# TASK BRIEF
Repeat the entire listing exactly.

%%

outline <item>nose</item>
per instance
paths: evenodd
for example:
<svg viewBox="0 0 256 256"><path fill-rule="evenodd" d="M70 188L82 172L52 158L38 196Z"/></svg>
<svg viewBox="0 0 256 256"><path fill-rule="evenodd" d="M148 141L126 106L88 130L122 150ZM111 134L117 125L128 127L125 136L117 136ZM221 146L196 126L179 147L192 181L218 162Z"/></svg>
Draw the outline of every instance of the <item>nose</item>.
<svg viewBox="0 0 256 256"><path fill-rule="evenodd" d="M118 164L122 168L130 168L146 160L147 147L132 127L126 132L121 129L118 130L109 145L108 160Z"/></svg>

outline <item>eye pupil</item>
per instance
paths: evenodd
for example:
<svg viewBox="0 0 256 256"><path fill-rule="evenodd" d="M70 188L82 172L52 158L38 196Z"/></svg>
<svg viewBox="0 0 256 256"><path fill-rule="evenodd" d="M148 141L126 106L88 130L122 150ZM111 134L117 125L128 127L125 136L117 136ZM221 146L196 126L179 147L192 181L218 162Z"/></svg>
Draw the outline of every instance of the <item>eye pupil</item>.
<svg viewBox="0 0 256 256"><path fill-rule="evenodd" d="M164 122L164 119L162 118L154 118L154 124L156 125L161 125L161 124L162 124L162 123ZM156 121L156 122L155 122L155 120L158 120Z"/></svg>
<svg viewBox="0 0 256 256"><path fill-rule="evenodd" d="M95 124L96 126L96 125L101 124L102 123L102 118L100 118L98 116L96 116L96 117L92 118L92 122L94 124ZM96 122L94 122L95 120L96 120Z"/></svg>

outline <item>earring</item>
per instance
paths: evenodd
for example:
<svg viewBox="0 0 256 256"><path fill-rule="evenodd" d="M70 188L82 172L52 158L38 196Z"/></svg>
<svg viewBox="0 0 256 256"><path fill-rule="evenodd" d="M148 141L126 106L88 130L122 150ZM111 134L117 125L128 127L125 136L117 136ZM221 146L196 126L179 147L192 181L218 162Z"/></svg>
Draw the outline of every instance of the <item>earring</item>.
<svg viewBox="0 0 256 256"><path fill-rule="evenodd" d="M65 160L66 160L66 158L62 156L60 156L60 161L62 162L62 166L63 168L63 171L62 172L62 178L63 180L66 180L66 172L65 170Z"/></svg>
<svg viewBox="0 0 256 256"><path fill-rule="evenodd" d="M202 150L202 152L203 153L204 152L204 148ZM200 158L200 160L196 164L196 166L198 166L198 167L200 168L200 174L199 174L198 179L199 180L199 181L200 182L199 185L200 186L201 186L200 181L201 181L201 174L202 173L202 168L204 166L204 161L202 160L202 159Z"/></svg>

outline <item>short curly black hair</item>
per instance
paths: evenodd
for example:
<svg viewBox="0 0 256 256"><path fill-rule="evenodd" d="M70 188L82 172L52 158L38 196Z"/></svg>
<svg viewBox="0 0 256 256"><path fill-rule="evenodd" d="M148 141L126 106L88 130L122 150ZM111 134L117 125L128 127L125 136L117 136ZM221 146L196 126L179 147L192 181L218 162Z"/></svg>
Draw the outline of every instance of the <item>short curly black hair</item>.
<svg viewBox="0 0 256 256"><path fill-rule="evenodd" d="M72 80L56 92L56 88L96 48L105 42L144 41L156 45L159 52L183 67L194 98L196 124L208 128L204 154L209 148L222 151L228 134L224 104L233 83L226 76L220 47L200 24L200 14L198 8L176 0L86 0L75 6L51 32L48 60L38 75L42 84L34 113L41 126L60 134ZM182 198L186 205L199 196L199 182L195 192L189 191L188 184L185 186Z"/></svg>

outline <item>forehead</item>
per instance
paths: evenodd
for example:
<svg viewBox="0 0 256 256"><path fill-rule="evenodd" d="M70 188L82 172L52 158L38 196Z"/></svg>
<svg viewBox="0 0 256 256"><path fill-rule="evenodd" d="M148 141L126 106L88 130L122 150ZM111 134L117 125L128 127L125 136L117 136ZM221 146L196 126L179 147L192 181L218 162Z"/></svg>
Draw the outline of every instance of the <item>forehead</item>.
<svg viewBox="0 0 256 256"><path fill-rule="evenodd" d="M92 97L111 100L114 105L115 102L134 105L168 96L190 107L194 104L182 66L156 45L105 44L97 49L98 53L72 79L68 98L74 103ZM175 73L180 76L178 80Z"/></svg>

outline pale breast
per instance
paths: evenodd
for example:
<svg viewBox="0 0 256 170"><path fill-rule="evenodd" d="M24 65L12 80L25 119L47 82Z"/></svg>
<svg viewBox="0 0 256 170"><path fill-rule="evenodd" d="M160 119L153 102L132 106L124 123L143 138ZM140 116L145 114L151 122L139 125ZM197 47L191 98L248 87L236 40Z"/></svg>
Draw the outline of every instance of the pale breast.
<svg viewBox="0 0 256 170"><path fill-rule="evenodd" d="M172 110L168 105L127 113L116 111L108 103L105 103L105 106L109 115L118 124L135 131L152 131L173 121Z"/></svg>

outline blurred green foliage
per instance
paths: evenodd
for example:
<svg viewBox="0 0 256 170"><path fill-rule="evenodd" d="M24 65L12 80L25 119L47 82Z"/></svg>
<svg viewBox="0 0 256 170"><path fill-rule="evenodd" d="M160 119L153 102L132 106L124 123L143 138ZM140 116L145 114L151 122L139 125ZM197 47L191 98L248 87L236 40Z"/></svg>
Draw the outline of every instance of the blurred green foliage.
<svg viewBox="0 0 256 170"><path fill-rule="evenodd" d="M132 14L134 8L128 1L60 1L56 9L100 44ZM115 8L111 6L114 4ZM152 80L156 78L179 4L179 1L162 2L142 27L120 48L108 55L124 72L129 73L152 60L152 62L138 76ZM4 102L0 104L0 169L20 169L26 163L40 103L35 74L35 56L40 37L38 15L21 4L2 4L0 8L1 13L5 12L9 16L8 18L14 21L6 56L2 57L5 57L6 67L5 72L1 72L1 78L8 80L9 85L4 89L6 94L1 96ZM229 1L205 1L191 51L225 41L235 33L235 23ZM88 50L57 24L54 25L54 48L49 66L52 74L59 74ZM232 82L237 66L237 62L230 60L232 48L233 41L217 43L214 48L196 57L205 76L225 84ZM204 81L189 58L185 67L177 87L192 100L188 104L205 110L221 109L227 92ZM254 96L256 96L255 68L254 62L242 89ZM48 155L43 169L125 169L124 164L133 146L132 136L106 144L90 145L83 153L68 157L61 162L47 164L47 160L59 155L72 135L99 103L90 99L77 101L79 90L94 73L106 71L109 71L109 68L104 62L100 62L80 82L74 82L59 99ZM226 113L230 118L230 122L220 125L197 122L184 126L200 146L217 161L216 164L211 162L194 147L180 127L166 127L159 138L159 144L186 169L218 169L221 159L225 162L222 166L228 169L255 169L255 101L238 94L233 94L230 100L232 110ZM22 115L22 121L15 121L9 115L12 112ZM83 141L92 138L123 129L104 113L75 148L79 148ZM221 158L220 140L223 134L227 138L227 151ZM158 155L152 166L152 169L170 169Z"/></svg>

%%

# WRITTEN ANSWER
outline <item>nose</item>
per instance
paths: evenodd
for example:
<svg viewBox="0 0 256 256"><path fill-rule="evenodd" d="M70 188L82 172L52 158L38 196Z"/></svg>
<svg viewBox="0 0 256 256"><path fill-rule="evenodd" d="M148 141L126 106L88 130L122 150ZM111 134L117 125L128 127L125 136L117 136ZM221 146L196 126L179 147L192 181L218 162Z"/></svg>
Draw the outline of every instance of the <item>nose</item>.
<svg viewBox="0 0 256 256"><path fill-rule="evenodd" d="M118 164L122 168L130 168L146 160L147 147L132 127L126 132L121 129L118 130L109 145L108 160Z"/></svg>

outline <item>eye pupil</item>
per instance
paths: evenodd
for example:
<svg viewBox="0 0 256 256"><path fill-rule="evenodd" d="M70 188L82 172L52 158L38 196Z"/></svg>
<svg viewBox="0 0 256 256"><path fill-rule="evenodd" d="M148 141L126 106L88 130L122 150ZM111 134L117 125L128 127L125 136L117 136ZM221 146L196 126L179 147L192 181L218 162Z"/></svg>
Draw the outline of every instance of the <item>eye pupil</item>.
<svg viewBox="0 0 256 256"><path fill-rule="evenodd" d="M164 122L164 119L162 118L154 118L154 124L156 125L161 125L161 124L162 124L162 123ZM156 121L156 122L155 122L155 120L158 120Z"/></svg>
<svg viewBox="0 0 256 256"><path fill-rule="evenodd" d="M95 124L96 126L96 125L101 124L102 123L102 118L100 118L98 116L96 116L96 117L92 118L92 122L94 124ZM96 122L94 122L95 120L96 120Z"/></svg>

outline <item>earring</item>
per instance
paths: evenodd
for example:
<svg viewBox="0 0 256 256"><path fill-rule="evenodd" d="M70 188L82 172L52 158L38 196Z"/></svg>
<svg viewBox="0 0 256 256"><path fill-rule="evenodd" d="M148 141L126 106L88 130L122 150ZM111 134L117 125L128 127L125 136L117 136ZM221 146L196 126L179 147L192 181L218 162Z"/></svg>
Draw the outline of every instance of the <item>earring</item>.
<svg viewBox="0 0 256 256"><path fill-rule="evenodd" d="M65 160L66 160L66 158L62 156L60 156L60 161L62 162L62 166L63 168L63 171L62 172L62 178L63 180L66 180L66 172L65 170Z"/></svg>
<svg viewBox="0 0 256 256"><path fill-rule="evenodd" d="M202 150L202 152L203 153L204 152L204 148ZM200 158L200 160L196 164L196 166L198 166L198 167L200 168L200 174L199 174L198 179L199 180L199 181L200 182L199 185L200 186L201 186L200 181L201 181L201 174L202 173L202 168L204 166L204 161L202 160L202 159Z"/></svg>

outline <item>short curly black hair</item>
per instance
paths: evenodd
for example:
<svg viewBox="0 0 256 256"><path fill-rule="evenodd" d="M70 188L82 172L52 158L38 196Z"/></svg>
<svg viewBox="0 0 256 256"><path fill-rule="evenodd" d="M148 141L126 106L88 130L122 150ZM111 134L117 125L128 127L125 136L117 136ZM221 146L196 126L179 147L192 181L218 162Z"/></svg>
Draw the outline of every instance of the <item>short curly black hair</item>.
<svg viewBox="0 0 256 256"><path fill-rule="evenodd" d="M72 80L56 92L56 88L96 48L105 42L144 41L156 45L159 52L183 67L194 98L196 124L208 128L204 154L209 148L222 151L228 134L224 104L233 83L226 76L220 47L200 24L200 14L198 8L176 0L86 0L75 6L51 32L48 60L38 75L42 84L34 113L41 126L60 134ZM182 198L186 205L199 196L199 182L195 192L189 191L188 184L185 186Z"/></svg>

outline <item>forehead</item>
per instance
paths: evenodd
for example:
<svg viewBox="0 0 256 256"><path fill-rule="evenodd" d="M70 188L82 172L52 158L38 196Z"/></svg>
<svg viewBox="0 0 256 256"><path fill-rule="evenodd" d="M148 141L126 106L88 130L122 150ZM111 134L117 125L128 127L125 136L117 136ZM221 146L196 126L179 147L192 181L218 162Z"/></svg>
Draw the outline of every instance of the <item>forehead</item>.
<svg viewBox="0 0 256 256"><path fill-rule="evenodd" d="M92 97L111 100L114 105L115 102L134 105L168 96L190 107L194 104L182 66L156 45L105 44L97 49L98 53L72 79L68 98L74 103ZM175 73L180 76L178 80Z"/></svg>

outline pale breast
per instance
paths: evenodd
for example:
<svg viewBox="0 0 256 170"><path fill-rule="evenodd" d="M24 65L12 80L25 119L47 82Z"/></svg>
<svg viewBox="0 0 256 170"><path fill-rule="evenodd" d="M160 119L153 102L132 106L124 123L143 138ZM140 116L145 114L151 122L139 125ZM197 47L191 98L248 87L236 40Z"/></svg>
Draw the outline of every instance of the pale breast.
<svg viewBox="0 0 256 170"><path fill-rule="evenodd" d="M172 110L168 105L127 113L116 111L108 103L105 103L105 106L109 115L118 124L135 131L152 131L173 121Z"/></svg>

outline blurred green foliage
per instance
paths: evenodd
for example:
<svg viewBox="0 0 256 170"><path fill-rule="evenodd" d="M24 65L12 80L25 119L47 82Z"/></svg>
<svg viewBox="0 0 256 170"><path fill-rule="evenodd" d="M160 119L153 102L132 106L124 123L143 138ZM140 116L145 114L151 122L139 125ZM197 47L191 98L248 87L236 40Z"/></svg>
Draw the outline of every instance of the blurred green foliage.
<svg viewBox="0 0 256 170"><path fill-rule="evenodd" d="M132 14L134 8L128 1L60 1L56 9L100 44ZM115 8L111 6L114 4ZM152 80L156 78L179 4L179 1L162 2L142 27L120 48L108 55L124 72L129 73L152 60L152 62L138 76ZM4 102L0 104L0 169L20 169L26 163L40 103L35 74L35 56L40 37L38 15L21 4L2 4L0 8L1 13L5 12L9 16L8 18L14 21L6 56L2 57L5 57L6 67L5 72L1 72L1 78L8 80L9 85L4 89L6 94L1 96ZM229 1L205 1L191 51L225 41L235 33L235 23ZM88 50L57 24L54 25L54 48L49 66L52 74L59 74ZM232 82L237 66L237 62L230 60L232 48L233 41L217 43L214 48L196 57L205 76L225 84ZM204 81L189 58L185 67L177 87L192 100L188 104L205 110L221 109L227 92ZM254 96L256 96L255 68L254 62L242 89ZM48 155L43 169L125 169L124 164L133 146L132 136L106 144L90 145L83 153L68 157L61 162L47 164L47 160L59 155L72 135L99 103L90 99L77 101L79 90L94 73L106 71L109 71L109 68L104 62L100 62L80 82L74 82L59 99ZM226 113L230 118L230 122L220 125L197 122L184 126L200 146L217 161L216 164L211 162L194 147L180 127L166 127L159 138L159 144L186 169L218 169L221 159L225 162L222 166L228 169L255 169L255 101L238 94L233 94L230 100L232 110ZM22 115L22 121L15 121L9 115L12 112ZM83 141L92 138L123 129L104 113L75 148L79 148ZM221 158L220 140L223 134L227 138L227 151ZM158 155L152 166L152 169L170 169Z"/></svg>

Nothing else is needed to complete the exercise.